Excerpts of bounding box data
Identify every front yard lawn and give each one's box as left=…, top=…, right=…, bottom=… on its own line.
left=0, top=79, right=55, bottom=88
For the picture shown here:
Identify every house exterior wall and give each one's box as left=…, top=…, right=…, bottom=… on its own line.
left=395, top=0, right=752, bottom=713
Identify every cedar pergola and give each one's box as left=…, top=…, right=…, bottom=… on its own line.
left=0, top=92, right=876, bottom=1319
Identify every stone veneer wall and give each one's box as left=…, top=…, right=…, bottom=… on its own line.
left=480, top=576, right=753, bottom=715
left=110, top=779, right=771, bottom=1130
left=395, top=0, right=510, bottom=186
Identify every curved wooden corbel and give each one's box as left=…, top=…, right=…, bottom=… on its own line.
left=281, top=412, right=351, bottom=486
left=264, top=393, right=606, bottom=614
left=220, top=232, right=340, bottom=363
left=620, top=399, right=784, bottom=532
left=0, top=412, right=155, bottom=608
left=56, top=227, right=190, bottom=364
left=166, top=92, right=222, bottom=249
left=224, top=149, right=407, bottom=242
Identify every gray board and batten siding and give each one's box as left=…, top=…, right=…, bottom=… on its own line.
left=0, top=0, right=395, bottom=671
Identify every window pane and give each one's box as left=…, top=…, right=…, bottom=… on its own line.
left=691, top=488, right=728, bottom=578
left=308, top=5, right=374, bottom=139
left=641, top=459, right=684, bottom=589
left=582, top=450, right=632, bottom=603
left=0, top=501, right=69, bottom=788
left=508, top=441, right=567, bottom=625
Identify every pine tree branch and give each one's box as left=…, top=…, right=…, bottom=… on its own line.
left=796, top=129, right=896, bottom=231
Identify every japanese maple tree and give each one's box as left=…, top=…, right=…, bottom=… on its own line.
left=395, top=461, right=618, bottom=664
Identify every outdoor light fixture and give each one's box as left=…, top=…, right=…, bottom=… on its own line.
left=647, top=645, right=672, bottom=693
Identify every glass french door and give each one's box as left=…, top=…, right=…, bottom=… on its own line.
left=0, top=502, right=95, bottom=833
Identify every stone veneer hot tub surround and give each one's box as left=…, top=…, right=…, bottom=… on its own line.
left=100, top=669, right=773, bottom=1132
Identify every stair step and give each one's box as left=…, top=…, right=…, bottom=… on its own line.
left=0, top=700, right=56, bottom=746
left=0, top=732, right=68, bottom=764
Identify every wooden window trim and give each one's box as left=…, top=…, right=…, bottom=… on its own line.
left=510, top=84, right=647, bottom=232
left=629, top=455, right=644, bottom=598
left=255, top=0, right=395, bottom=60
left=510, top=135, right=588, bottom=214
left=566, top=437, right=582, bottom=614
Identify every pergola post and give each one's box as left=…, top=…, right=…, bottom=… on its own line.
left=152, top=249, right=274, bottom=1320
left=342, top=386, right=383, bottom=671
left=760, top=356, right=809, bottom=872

What is required
Put each line of the records above into a JSON list of strings, one string per line, and leave out any blank lines.

Answer to this problem
[
  "Identify every front yard lawn and give each one's box as left=…, top=…, right=…, bottom=… on its own line.",
  "left=0, top=79, right=55, bottom=88",
  "For the picture shown here:",
  "Identify every house exterior wall and give each one's box as left=…, top=…, right=…, bottom=… on its own line.",
  "left=395, top=0, right=752, bottom=713",
  "Identify every cedar pergola and give each one's box as left=…, top=…, right=…, bottom=… on its own line.",
  "left=0, top=92, right=876, bottom=1319",
  "Identify every stone veneer wall and give each one's box as left=…, top=…, right=…, bottom=… on its own line.",
  "left=480, top=576, right=753, bottom=715",
  "left=110, top=779, right=771, bottom=1130",
  "left=395, top=0, right=510, bottom=186",
  "Identify every curved wooden corbel and give each one's box as left=…, top=…, right=…, bottom=… on its own line.",
  "left=281, top=412, right=351, bottom=486",
  "left=264, top=393, right=606, bottom=614",
  "left=220, top=232, right=340, bottom=363",
  "left=620, top=399, right=784, bottom=532",
  "left=0, top=412, right=155, bottom=608",
  "left=56, top=227, right=190, bottom=364",
  "left=166, top=92, right=222, bottom=249",
  "left=224, top=149, right=407, bottom=242",
  "Identify every gray board and batten siding and give each one's box as left=…, top=…, right=…, bottom=… on its own line.",
  "left=0, top=0, right=395, bottom=671",
  "Identify every window pane and give each one's box as left=…, top=…, right=…, bottom=… on its own line.",
  "left=691, top=488, right=728, bottom=578",
  "left=308, top=5, right=374, bottom=139",
  "left=641, top=459, right=684, bottom=589",
  "left=582, top=450, right=632, bottom=603",
  "left=0, top=501, right=69, bottom=788",
  "left=508, top=441, right=567, bottom=625",
  "Identify every pine tree branch and give each one's box as left=…, top=…, right=…, bottom=… on its own line.",
  "left=796, top=129, right=896, bottom=231",
  "Identify every japanese maple tree and give each one's box as left=…, top=…, right=…, bottom=… on its own line.",
  "left=395, top=461, right=618, bottom=664",
  "Identify every outdoor light fixture and give each one's box as left=…, top=…, right=…, bottom=… on its own line.",
  "left=647, top=645, right=672, bottom=693",
  "Identify every glass french door and give each one's box as left=…, top=…, right=…, bottom=… on its own line.",
  "left=0, top=502, right=95, bottom=833",
  "Identify every stone veneer hot tub surround and give each one's box as left=…, top=…, right=…, bottom=… on its own line.",
  "left=100, top=669, right=773, bottom=1132",
  "Identify every stair step and give each one's box as left=…, top=…, right=…, bottom=… on its own line.",
  "left=0, top=700, right=56, bottom=746",
  "left=0, top=732, right=68, bottom=764",
  "Identify every wooden window trim and give each one's box as left=…, top=…, right=…, bottom=… on its own line.",
  "left=510, top=84, right=647, bottom=232",
  "left=629, top=455, right=644, bottom=598",
  "left=255, top=0, right=395, bottom=60",
  "left=510, top=135, right=588, bottom=214",
  "left=566, top=437, right=582, bottom=614",
  "Identify every pergola post and give each one's box as left=…, top=…, right=…, bottom=… on its own line.",
  "left=152, top=249, right=274, bottom=1320",
  "left=342, top=386, right=383, bottom=671",
  "left=760, top=356, right=809, bottom=872"
]